:: Descrição do exercício ::
Copie, sem nenhuma alteração, o trecho dos registros abaixo que começa na linha que contém "the toilet bowl" e vai até o final dos registros. Inclua essa linha inicial e a última linha.

Registros de marcação de locais:
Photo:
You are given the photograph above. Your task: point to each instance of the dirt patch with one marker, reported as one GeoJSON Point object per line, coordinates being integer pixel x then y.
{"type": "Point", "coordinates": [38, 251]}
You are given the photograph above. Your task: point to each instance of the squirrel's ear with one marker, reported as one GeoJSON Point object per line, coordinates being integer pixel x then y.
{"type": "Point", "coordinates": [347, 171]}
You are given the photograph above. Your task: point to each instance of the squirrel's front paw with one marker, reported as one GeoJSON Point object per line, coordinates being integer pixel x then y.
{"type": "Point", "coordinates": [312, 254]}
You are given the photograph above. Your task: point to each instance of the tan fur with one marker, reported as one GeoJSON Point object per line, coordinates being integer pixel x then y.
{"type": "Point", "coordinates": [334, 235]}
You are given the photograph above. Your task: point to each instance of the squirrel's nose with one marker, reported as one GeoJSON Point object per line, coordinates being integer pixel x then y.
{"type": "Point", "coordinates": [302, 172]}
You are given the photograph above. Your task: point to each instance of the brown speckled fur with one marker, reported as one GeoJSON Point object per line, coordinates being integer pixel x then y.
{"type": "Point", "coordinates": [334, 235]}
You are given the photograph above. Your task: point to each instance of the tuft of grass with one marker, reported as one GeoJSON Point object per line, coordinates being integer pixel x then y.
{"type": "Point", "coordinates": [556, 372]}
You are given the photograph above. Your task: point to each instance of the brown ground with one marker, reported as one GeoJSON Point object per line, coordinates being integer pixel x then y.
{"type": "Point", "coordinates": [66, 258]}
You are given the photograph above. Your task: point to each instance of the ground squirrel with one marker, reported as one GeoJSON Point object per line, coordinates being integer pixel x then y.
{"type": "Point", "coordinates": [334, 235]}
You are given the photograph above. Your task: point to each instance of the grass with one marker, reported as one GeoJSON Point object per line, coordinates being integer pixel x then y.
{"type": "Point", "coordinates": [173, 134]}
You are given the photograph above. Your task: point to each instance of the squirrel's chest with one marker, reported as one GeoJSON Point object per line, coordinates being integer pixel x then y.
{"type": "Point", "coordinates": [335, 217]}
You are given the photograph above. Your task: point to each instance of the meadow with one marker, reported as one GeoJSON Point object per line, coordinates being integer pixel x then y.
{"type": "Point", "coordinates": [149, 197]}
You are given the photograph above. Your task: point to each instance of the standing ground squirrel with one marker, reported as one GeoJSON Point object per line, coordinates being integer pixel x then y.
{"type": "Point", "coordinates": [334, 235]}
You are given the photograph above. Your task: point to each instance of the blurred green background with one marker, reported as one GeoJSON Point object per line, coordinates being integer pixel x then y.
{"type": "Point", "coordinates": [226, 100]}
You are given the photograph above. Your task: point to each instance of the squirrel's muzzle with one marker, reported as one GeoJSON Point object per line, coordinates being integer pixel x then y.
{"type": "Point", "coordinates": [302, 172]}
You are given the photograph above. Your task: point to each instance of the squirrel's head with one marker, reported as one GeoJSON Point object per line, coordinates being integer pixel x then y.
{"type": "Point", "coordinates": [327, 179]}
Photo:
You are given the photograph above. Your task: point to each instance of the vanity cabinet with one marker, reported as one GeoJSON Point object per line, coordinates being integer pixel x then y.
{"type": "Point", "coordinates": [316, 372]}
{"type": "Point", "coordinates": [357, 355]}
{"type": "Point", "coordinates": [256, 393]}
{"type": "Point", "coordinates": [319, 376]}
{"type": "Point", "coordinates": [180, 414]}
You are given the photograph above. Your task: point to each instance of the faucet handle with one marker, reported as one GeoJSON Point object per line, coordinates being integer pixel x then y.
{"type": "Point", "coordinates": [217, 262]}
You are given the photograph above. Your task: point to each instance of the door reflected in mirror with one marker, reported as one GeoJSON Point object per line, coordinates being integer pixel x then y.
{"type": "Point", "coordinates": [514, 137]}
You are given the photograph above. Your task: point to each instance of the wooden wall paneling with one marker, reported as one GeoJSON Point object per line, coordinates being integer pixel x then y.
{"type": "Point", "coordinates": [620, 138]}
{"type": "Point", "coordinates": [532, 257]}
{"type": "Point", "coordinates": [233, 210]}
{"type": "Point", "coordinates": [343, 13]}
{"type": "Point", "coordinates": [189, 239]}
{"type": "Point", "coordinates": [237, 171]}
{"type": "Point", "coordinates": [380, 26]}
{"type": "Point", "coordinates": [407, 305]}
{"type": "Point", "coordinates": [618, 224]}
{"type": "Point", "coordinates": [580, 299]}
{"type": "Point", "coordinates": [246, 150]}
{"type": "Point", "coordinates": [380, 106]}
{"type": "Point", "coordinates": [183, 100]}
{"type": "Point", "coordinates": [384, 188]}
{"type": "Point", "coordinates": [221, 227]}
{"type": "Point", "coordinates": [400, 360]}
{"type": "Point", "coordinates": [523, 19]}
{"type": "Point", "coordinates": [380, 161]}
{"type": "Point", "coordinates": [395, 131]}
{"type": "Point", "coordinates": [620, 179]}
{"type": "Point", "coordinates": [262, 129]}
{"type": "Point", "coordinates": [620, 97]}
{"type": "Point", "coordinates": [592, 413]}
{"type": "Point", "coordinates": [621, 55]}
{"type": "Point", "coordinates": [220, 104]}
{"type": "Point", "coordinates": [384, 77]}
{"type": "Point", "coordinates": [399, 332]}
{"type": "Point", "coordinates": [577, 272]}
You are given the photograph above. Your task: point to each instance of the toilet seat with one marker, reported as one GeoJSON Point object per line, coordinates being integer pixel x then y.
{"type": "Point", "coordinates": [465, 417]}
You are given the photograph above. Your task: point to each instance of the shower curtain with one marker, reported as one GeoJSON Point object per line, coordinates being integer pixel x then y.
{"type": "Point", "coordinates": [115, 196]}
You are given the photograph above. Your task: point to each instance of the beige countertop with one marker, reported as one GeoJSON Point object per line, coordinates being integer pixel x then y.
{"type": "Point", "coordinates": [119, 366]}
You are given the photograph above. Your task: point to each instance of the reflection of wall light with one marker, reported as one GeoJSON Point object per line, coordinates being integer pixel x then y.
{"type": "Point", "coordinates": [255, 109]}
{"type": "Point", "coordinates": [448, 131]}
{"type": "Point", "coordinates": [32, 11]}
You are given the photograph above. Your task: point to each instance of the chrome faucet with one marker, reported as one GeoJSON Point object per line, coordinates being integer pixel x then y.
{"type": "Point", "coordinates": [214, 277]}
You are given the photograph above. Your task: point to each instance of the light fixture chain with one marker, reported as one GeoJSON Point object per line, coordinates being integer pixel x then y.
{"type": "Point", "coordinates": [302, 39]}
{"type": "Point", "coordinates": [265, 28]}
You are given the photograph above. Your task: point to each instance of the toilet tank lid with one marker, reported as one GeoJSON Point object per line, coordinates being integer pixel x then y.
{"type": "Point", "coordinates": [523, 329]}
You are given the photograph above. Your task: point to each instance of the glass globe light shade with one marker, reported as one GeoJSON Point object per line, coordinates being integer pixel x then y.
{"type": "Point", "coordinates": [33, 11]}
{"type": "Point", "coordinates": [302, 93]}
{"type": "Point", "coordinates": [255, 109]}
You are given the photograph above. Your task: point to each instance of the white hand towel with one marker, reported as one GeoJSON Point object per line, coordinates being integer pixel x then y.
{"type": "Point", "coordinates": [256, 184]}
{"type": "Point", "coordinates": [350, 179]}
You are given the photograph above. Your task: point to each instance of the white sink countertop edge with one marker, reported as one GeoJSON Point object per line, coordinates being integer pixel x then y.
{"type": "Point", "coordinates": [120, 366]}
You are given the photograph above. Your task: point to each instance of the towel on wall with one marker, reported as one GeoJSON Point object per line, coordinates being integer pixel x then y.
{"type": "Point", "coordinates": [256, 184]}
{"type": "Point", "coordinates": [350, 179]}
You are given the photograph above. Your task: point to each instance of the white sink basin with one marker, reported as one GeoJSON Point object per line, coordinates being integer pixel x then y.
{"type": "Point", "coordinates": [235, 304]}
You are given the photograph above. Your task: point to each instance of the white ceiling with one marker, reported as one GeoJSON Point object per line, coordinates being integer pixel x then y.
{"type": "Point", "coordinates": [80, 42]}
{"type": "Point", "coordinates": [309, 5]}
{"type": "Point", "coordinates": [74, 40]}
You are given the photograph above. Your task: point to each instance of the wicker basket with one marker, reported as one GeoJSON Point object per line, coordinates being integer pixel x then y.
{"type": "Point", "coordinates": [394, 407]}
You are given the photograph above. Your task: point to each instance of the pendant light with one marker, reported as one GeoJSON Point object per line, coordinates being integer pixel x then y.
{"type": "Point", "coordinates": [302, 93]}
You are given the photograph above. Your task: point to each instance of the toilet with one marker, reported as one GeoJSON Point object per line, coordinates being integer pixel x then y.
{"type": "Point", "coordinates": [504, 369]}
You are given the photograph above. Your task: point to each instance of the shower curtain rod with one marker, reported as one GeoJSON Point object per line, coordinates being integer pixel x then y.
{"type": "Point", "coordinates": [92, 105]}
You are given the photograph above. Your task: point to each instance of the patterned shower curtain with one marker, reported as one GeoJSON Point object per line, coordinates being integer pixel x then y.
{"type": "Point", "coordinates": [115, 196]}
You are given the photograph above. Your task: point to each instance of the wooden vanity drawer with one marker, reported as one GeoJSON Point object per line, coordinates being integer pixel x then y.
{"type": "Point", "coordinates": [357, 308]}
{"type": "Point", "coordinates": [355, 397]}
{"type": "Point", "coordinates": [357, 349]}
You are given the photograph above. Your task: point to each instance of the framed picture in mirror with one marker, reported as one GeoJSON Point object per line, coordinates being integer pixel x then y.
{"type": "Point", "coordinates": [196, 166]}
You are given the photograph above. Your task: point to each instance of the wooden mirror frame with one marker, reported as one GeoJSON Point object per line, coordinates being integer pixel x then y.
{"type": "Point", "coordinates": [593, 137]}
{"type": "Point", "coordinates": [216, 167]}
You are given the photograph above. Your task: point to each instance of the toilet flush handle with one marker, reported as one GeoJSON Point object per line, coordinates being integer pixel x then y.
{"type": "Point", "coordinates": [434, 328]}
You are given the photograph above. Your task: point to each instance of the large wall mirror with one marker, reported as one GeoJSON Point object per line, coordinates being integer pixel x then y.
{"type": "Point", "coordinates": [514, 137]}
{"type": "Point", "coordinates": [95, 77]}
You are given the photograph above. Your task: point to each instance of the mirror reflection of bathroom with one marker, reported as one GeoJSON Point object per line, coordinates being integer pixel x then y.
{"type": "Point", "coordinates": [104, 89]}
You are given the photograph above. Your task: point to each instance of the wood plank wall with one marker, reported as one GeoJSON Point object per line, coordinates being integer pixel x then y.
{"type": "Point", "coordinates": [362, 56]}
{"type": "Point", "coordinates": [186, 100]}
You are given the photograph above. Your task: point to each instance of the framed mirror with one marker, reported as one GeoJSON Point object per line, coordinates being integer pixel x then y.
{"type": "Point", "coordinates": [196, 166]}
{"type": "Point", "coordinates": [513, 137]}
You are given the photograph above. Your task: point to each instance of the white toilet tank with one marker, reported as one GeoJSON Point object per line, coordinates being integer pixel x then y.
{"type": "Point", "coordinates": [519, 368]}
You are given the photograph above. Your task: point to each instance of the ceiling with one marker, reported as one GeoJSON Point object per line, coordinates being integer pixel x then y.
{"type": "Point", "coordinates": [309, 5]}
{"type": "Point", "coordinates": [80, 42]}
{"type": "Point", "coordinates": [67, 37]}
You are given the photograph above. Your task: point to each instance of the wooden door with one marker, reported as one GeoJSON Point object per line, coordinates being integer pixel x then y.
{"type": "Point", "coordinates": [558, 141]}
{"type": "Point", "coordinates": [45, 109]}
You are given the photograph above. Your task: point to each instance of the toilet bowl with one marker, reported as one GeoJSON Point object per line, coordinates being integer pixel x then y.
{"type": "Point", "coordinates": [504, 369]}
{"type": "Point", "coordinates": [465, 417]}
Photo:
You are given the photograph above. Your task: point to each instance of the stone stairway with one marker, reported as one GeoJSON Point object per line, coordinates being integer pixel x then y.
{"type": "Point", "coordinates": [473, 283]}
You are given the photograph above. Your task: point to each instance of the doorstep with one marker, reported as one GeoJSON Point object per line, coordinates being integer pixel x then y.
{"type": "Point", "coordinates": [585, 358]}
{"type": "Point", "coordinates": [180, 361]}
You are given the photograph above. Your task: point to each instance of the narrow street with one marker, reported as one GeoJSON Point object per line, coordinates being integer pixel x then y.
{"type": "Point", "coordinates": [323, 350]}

:: Resultado da tarefa ::
You are given the photograph above. Your task: point to each instance of the toilet bowl with one marker, reported as one GeoJSON Point object per line, coordinates being integer pixel x then y.
{"type": "Point", "coordinates": [504, 369]}
{"type": "Point", "coordinates": [465, 417]}
Photo:
You are given the photograph above. Your task: point to each instance of the stone stairway with one marker, reported as one GeoJSON Point object per line, coordinates being integer pixel x then y.
{"type": "Point", "coordinates": [473, 283]}
You are given the photograph above. Your task: point to each instance of the doorstep with one marker, reported as one GeoJSON Point object per line, coordinates being integer pixel x then y.
{"type": "Point", "coordinates": [585, 358]}
{"type": "Point", "coordinates": [180, 361]}
You are given the photograph above. Your task: point to each instance of the narrow street with one marker, reported as one GeoJSON Point object per line, coordinates being integer pixel x then y.
{"type": "Point", "coordinates": [323, 350]}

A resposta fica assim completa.